Contra el fracaso escolar: la vía rápida
Hay en Fírgoa un interesante dossier de Alfonso García Tobío sobre los "Suspensos" en la universidad.
Y creo que aún se va a volver más interesante con el tiempo, el dossier y el debate sobre los suspensos universitarios. Parte de la reforma universitaria consiste en convertir la universidad en una máquina bien engrasada que procese rápidamente el "input" estudiantil produciendo un "output" de licenciados sin material sobrante que contamine el medio ambiente. Allí están los modelos de Europa, donde para empezar estudia carrera menos proporción de la población, por cierto; pero al parecer todos terminan la carrera en tiempo récord y sin problemas. Aquí no. Y eso que tienen un montón de convocatorias, en una proporción desconocida en muchos otros sistemas universitarios.
Empiezan a saltar a la prensa noticias sobre rectorados presionando directamente a los profesores para que aprueben a más alumnos; incluso hay alguna universidad que planea introducir entre los índices de rendimiento y eficacia del profesor el número de alumnos aprobados. No aprobados por otros: ¡aprobados por él mismo! Vamos, esto es de traca, si no fuera porque entra tan de lleno en la lógica de los tiempos. O sea, que si quiero subir espectacularmente la calidad de mi docencia, sólo tengo que dar aprobado general a final de curso: todos aprueban, ergo misión cumplida, y profesor excelente, q.e.d.
Ya nos han avisado desde el Rectorado que con la convergencia al Espacio Europeo de Educación Superior se va a acabar eso de los estudiantes que alargan su carrera durante años. Ahora todos la acabarán en el tiempo requerido. Lo que no nos han dicho es cómo vamos a llegar a esa feliz situación. Sí sabemos que no será suspendiendo a los alumnos incapaces de terminar la carrera, y también se intuye que no va a ser por el procedimiento de una selección previa más estricta. Podemos descartar un súbito incremento por decreto ley de la capacidad intelectual o de trabajo del estudiante medio. Sólo queda entonces una vía, creo: la reducción general de requisitos y de nivel, que conduzca al aprobado general.
Le comento a una colega esto del autoaprobado-misión cumplida y me dice lo siguiente: "Qué vergüenza. Pero no te preocupes, que no lo pondrán por escrito. Todo por presión ambiental. Lo que quieren es apretar pero sin decir nada claro. ¿No agradecerías tú, como funcionario, que te dijesen, Señores, a partir de ahora, se aprueba con cuatro, o con tres, no con cinco. Que vienen las universidades privadas empujando por detrás y se nos llevan el dinero, y las públicas no estamos aquí para retrasar al alumno, sino para titularlo rápidamente. El cliente siempre tiene razón, y si ha pagado tiene derecho a su título. Así que apruébenme como mínimo a dos tercios de la lista".

# Información proporcionada
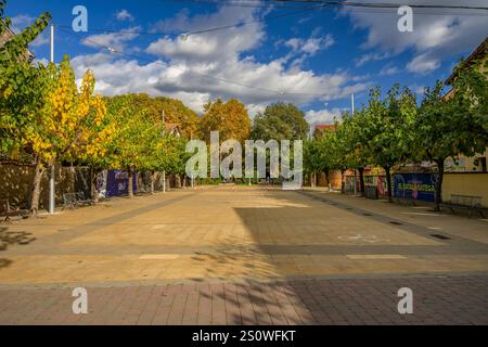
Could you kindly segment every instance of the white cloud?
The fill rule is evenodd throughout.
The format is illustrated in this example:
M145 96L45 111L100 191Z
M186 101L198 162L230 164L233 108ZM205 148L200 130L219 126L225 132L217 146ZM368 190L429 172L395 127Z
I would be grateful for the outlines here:
M18 14L12 20L12 31L15 34L20 34L22 30L24 30L26 27L30 26L34 22L36 22L37 18L26 15L26 14ZM46 29L41 35L39 35L33 42L30 42L31 47L39 47L49 43L49 30Z
M388 59L390 56L389 53L367 53L356 59L356 66L360 67L369 62L376 62Z
M319 111L310 110L305 114L305 119L307 119L308 124L317 125L317 124L333 124L334 120L341 119L341 115L347 108L323 108Z
M91 35L82 40L82 43L92 48L100 48L101 46L110 47L115 50L124 50L126 43L138 37L137 31L140 27L131 27L121 30L120 33L97 34Z
M300 51L310 55L313 55L321 50L326 50L332 44L334 44L334 38L331 34L328 34L326 36L321 38L292 38L285 42L285 46L292 48L293 50Z
M128 22L132 22L133 21L133 15L129 13L129 11L127 10L120 10L115 14L115 17L118 21L128 21Z
M190 33L201 28L252 21L256 9L221 8L215 13L188 17L185 12L158 23L158 30ZM106 46L114 46L118 36L102 36ZM73 60L77 76L92 68L98 90L104 94L147 92L181 99L189 106L202 112L208 99L239 98L251 115L277 101L307 105L313 100L334 100L348 95L352 90L364 90L367 82L347 72L318 75L297 66L287 67L286 60L257 61L251 52L265 40L262 24L240 26L227 30L190 35L181 40L178 35L166 36L147 46L145 52L156 61L143 65L133 59L120 59L119 54L80 55ZM118 38L119 39L119 38ZM320 39L320 46L332 44L332 37ZM304 43L306 43L304 41ZM314 41L300 47L316 52ZM310 54L307 53L307 54ZM211 76L211 78L205 76ZM233 81L228 83L222 80ZM247 88L249 86L253 88ZM270 91L269 91L270 90ZM319 95L319 97L318 97Z
M416 74L428 74L439 68L440 61L436 57L432 57L431 54L424 53L415 56L410 63L407 64L407 69Z
M370 0L370 2L382 2ZM403 0L389 2L403 4ZM411 0L410 4L422 4L423 0ZM459 0L445 0L442 5L459 4ZM465 0L464 5L486 5L486 0ZM368 30L364 49L378 49L380 53L399 54L413 50L408 63L410 72L426 74L437 69L442 60L453 54L468 53L477 47L488 33L486 15L479 11L414 9L413 33L400 33L396 9L389 12L364 10L348 12L356 28ZM476 15L478 14L478 15ZM428 55L427 55L428 54Z
M391 65L386 65L381 69L380 76L391 76L391 75L396 75L398 73L399 73L398 67L391 66Z

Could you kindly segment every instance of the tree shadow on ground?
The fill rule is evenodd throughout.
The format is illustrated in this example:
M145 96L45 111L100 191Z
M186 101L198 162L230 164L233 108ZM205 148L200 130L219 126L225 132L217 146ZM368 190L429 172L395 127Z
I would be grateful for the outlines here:
M273 254L267 247L270 239L264 229L293 224L297 226L297 232L304 232L304 235L307 233L306 230L299 231L303 219L298 217L303 217L305 210L308 215L311 213L307 206L309 202L307 198L297 201L294 197L299 195L291 194L295 193L269 191L266 193L267 197L279 201L275 206L234 209L252 234L254 241L252 245L237 244L233 235L229 234L223 243L211 252L197 253L192 257L193 260L206 266L207 278L222 281L210 284L209 290L202 283L196 283L196 287L203 288L198 290L202 298L224 301L228 324L321 322L324 307L318 307L318 303L313 299L319 294L317 285L313 281L310 281L310 286L304 281L290 279L290 271L286 272L282 264L273 260ZM288 236L285 233L273 232L273 243L287 245ZM222 269L224 277L221 274ZM232 278L236 278L236 281L232 281Z
M9 231L9 228L0 228L0 250L7 250L11 245L27 245L34 242L36 237L26 231Z

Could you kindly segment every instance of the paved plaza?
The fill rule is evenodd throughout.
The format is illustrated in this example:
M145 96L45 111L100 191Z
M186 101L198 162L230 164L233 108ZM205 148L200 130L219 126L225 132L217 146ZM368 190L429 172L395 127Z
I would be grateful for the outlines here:
M1 324L488 324L488 221L426 206L201 188L3 222L0 247Z

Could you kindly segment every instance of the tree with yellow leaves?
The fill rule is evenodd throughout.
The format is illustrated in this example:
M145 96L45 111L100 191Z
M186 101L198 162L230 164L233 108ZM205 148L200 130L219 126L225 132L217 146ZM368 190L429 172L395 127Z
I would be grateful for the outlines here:
M220 141L233 139L244 142L249 138L251 118L242 102L231 99L223 102L218 99L204 105L205 114L200 123L201 138L210 141L210 131L219 131Z
M106 114L100 95L93 95L94 76L88 70L78 87L68 57L56 66L39 67L43 73L43 106L29 114L23 129L23 145L27 146L36 163L30 214L39 208L40 181L46 166L78 156L103 155L110 129L99 131Z

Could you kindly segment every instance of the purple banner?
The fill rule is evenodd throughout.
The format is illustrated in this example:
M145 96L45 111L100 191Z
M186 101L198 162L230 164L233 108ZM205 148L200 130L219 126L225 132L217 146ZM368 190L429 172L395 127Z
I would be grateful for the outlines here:
M108 196L127 195L129 175L124 170L108 170L106 179L106 192ZM132 176L132 188L136 192L136 174Z

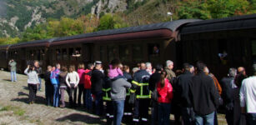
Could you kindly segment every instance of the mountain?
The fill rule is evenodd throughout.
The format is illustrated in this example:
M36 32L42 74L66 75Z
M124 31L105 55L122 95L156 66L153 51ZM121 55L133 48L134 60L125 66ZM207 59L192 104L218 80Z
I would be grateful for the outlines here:
M0 0L0 38L19 36L48 18L125 12L147 0Z

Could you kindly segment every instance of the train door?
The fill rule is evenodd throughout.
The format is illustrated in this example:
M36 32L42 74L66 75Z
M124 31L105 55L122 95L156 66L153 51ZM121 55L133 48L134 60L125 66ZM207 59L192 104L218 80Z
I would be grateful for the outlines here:
M85 43L83 45L83 50L82 50L82 58L83 58L83 62L85 64L90 63L90 62L93 62L93 54L94 52L93 51L94 48L94 44L93 43Z

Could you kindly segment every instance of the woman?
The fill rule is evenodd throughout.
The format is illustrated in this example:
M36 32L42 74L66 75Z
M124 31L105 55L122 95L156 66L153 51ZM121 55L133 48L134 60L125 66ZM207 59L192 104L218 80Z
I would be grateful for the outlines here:
M69 106L71 108L73 108L75 106L72 95L73 94L74 89L78 88L79 80L79 75L77 72L75 72L75 66L70 66L68 68L68 73L66 78L66 82L68 87Z
M171 108L171 100L173 99L173 87L167 79L166 71L161 72L160 82L157 84L158 93L158 124L168 125Z
M78 73L80 78L79 84L78 84L78 107L81 107L81 97L82 94L83 95L83 90L84 90L84 65L83 64L79 64L78 65ZM77 91L74 92L75 95L77 95ZM74 97L74 102L76 102L77 97ZM83 104L85 103L85 100L83 100Z
M38 73L35 71L35 68L32 65L28 65L24 73L28 75L28 85L29 89L29 104L33 104L36 98L36 93L38 90L38 84L39 79Z
M59 88L61 92L61 101L62 104L60 105L60 108L65 108L65 91L67 90L67 83L66 83L66 77L68 74L68 68L66 66L62 67L62 70L59 73Z

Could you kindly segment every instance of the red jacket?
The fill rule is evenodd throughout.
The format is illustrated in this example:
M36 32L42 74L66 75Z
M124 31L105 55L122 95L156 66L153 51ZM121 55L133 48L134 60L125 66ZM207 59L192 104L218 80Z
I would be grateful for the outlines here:
M83 87L85 89L91 89L92 82L91 82L91 76L92 76L92 70L86 69L84 72L83 78L84 78L84 84Z
M173 87L167 78L165 78L165 85L163 88L161 87L161 82L158 83L157 90L158 92L158 102L169 103L171 102L173 93Z
M78 69L78 73L80 78L79 84L84 84L84 73L85 70L84 69Z

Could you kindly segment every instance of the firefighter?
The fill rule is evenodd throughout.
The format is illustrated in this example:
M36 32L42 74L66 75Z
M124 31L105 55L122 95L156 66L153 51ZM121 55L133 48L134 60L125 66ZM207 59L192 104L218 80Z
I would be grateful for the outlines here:
M148 121L148 107L151 98L148 89L149 78L150 74L146 71L146 65L142 62L141 69L134 73L133 87L130 90L136 95L133 118L135 124L139 122L147 124Z

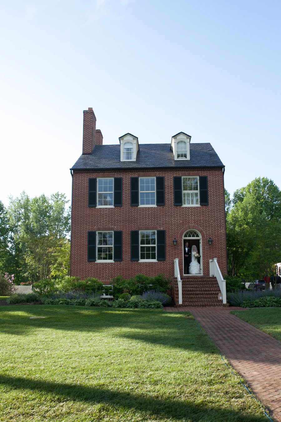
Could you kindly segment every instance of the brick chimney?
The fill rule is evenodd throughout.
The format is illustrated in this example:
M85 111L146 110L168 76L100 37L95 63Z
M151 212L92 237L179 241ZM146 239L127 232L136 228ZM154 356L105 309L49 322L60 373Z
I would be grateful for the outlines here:
M91 154L96 145L96 119L91 107L83 111L83 155ZM101 133L102 133L101 132Z
M100 129L96 129L96 145L102 145L103 136Z

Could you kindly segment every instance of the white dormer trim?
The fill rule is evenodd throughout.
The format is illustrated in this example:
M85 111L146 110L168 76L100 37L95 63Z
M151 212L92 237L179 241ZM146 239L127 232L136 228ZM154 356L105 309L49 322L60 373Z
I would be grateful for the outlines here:
M139 140L136 136L134 136L131 133L126 133L119 138L120 142L120 161L135 161L136 158L136 153L139 151ZM125 157L124 154L124 144L126 142L131 142L133 146L133 154L131 160L127 160Z
M189 135L187 135L187 133L185 133L184 132L179 132L179 133L177 133L177 135L172 137L172 141L171 143L171 149L173 151L175 160L177 161L190 160L190 156L189 146L191 139L191 137ZM185 153L185 148L184 148L183 151L182 149L183 142L185 142L186 143L186 153ZM179 146L178 150L178 145ZM181 154L181 152L182 153ZM183 155L184 155L184 156L183 157Z

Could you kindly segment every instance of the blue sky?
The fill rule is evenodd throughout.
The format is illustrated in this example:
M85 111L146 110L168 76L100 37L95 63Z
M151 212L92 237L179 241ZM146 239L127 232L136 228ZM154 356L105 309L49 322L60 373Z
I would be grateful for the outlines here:
M0 200L70 199L83 111L104 143L182 131L210 142L232 194L281 187L281 3L0 2Z

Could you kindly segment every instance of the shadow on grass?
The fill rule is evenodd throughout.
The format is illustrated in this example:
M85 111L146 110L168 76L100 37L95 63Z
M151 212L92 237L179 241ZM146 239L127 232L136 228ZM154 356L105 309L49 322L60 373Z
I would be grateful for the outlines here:
M132 409L141 412L143 417L145 417L144 420L148 417L156 415L161 419L174 418L180 420L187 420L190 418L193 421L262 422L265 420L264 416L246 415L229 408L216 408L214 406L196 405L187 400L169 398L162 399L102 387L35 381L26 378L1 376L0 384L11 389L52 395L60 400L68 399L92 404L103 403L112 406L115 412L118 409ZM44 396L42 399L44 401Z
M200 332L187 313L162 309L108 309L67 306L6 308L0 314L0 333L20 336L44 329L102 333L111 330L112 337L124 338L183 350L218 353L207 336ZM31 316L45 319L30 319ZM121 329L122 331L120 331ZM115 331L115 330L116 330Z

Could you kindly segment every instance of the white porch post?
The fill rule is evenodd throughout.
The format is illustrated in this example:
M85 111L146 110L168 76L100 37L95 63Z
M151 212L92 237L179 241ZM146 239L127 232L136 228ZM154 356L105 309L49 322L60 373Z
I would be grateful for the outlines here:
M182 280L179 274L179 258L175 258L174 260L174 263L175 277L177 277L179 288L179 305L182 304Z

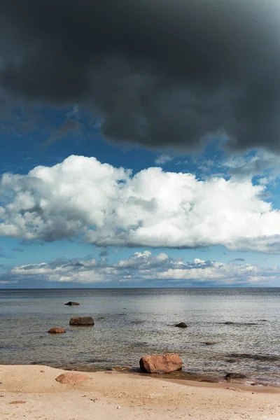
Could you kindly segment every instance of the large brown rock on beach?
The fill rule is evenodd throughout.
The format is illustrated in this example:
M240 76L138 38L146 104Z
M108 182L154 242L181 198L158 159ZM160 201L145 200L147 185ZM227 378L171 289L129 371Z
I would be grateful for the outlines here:
M140 368L148 373L169 373L182 369L182 359L178 354L153 354L140 359Z
M50 328L48 332L50 332L50 334L63 334L64 332L66 332L66 330L64 330L64 328L60 328L59 327L54 327L53 328Z
M91 316L72 316L70 319L71 326L94 326L94 321Z
M90 377L81 373L62 373L55 378L55 380L60 384L69 384L70 385L80 384L84 381L88 381L88 379L90 379Z

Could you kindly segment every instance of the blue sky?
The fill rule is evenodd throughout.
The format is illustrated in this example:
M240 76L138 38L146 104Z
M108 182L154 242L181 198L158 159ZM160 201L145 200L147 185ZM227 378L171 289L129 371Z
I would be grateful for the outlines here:
M78 132L71 130L62 135L59 127L63 127L69 118L69 112L46 111L43 126L35 125L32 130L27 132L16 128L3 132L0 154L1 174L10 173L26 176L30 170L38 166L52 167L73 155L90 158L94 157L101 164L108 163L115 168L122 167L132 169L131 176L144 169L160 167L164 173L192 174L203 182L216 177L223 178L225 181L234 179L239 187L248 182L251 186L265 184L265 192L262 193L260 200L272 203L274 209L280 206L278 157L276 155L262 150L251 150L243 154L228 153L223 150L220 143L215 139L212 139L204 150L188 154L170 149L157 151L143 147L117 146L104 139L98 125L89 125L82 118L80 121L83 127ZM11 200L5 188L2 186L1 204L4 206L7 205L7 200L10 202ZM16 195L15 187L13 188L13 194ZM8 199L5 197L5 194L8 195ZM172 191L169 200L172 200ZM213 200L215 202L215 195ZM3 223L4 219L1 221ZM276 233L278 233L278 227L276 227ZM259 239L256 237L253 240L257 244ZM158 241L155 246L137 244L134 246L106 244L99 246L85 240L83 235L78 234L69 237L66 234L65 237L52 241L46 240L43 235L29 239L26 234L5 234L0 237L0 287L280 286L278 246L275 251L267 248L267 251L265 249L263 252L263 244L259 251L258 244L246 247L239 245L237 241L233 248L223 246L218 240L213 245L203 246L202 244L192 246L182 246L180 244L176 246L176 241L171 247L164 246L164 243L160 246L160 244ZM278 243L278 238L276 241ZM150 255L146 255L147 251ZM160 258L156 268L146 267L146 271L141 271L143 258L146 258L146 264L150 267L153 264L152 259L158 260L160 255L167 255L164 258L166 265L164 271ZM169 262L167 265L167 257ZM134 262L132 269L131 258L134 262ZM79 276L80 272L78 274L67 274L63 280L62 267L65 265L69 266L74 261L92 260L95 261L94 267L90 266L87 269L88 275L85 280ZM178 260L179 263L177 264ZM220 263L223 273L220 275L215 274L212 272L214 269L211 269L212 271L210 270L207 276L206 266L202 265L201 262L195 264L195 260L206 262L207 267ZM122 265L127 271L115 272L115 276L111 273L110 281L107 282L106 273L110 270L113 272L122 261L126 261ZM48 265L45 274L41 272L40 265L42 263ZM187 270L190 272L188 275L178 274L182 264L184 272ZM191 266L191 270L188 265L190 264L195 264ZM20 270L19 267L24 266L24 270ZM191 274L193 270L196 271ZM253 270L253 276L251 272L248 276L248 270ZM58 272L57 275L49 281L50 273L55 271ZM229 272L236 272L235 274L230 276ZM202 279L197 277L200 272Z

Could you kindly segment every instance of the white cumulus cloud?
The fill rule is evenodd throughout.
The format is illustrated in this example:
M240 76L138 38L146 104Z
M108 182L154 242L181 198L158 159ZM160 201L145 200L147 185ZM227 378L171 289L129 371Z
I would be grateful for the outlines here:
M0 183L0 235L100 246L198 247L280 252L280 211L266 186L248 179L199 180L150 167L129 169L70 156Z
M263 269L245 262L218 262L196 258L184 262L165 253L153 255L136 252L127 259L109 263L106 259L59 259L51 262L14 267L0 274L0 284L22 281L79 284L169 284L170 286L275 286L279 267Z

# Ejercicios propuestos
(1) Reescribe en forma de lista el párrafo del texto sobre los suspensos universitarios que empieza con "Ya nos han avisado desde el Rectorado", conservando sus datos principales.
(2) Transcribe del texto sobre los suspensos universitarios el fragmento que comienza con "Ya nos han avisado" y continúa hasta "al aprobado general.".
(3) Responde a partir del texto sobre los suspensos universitarios:
(a) ¿Qué planea introducir alguna universidad entre los índices de rendimiento y eficacia del profesor?
(b) En los modelos de Europa, ¿cómo es la proporción de la población que estudia carrera?
(c) Según las palabras de la colega, ¿qué parte de la lista se pide aprobar como mínimo?

# Respuestas
(1)
- El Rectorado ha avisado de que, con la convergencia al Espacio Europeo de Educación Superior, se acabarán los estudiantes que alargan su carrera durante años.
- Todos la acabarán en el tiempo requerido, pero no se ha explicado cómo se logrará.
- No será suspendiendo a los alumnos incapaces de terminarla, y se intuye que tampoco mediante una selección previa más estricta.
- Se descarta un aumento súbito por decreto ley de la capacidad intelectual o de trabajo del estudiante medio.
- A juicio de quien escribe, solo queda reducir en general requisitos y nivel, lo que conduce al aprobado general.

(2)
Ya nos han avisado desde el Rectorado que con la convergencia al Espacio Europeo de Educación Superior se va a acabar eso de los estudiantes que alargan su carrera durante años. Ahora todos la acabarán en el tiempo requerido. Lo que no nos han dicho es cómo vamos a llegar a esa feliz situación. Sí sabemos que no será suspendiendo a los alumnos incapaces de terminar la carrera, y también se intuye que no va a ser por el procedimiento de una selección previa más estricta. Podemos descartar un súbito incremento por decreto ley de la capacidad intelectual o de trabajo del estudiante medio. Sólo queda entonces una vía, creo: la reducción general de requisitos y de nivel, que conduzca al aprobado general.

(3)
(a) El número de alumnos aprobados por el propio profesor.
(b) Es menor.
(c) Dos tercios.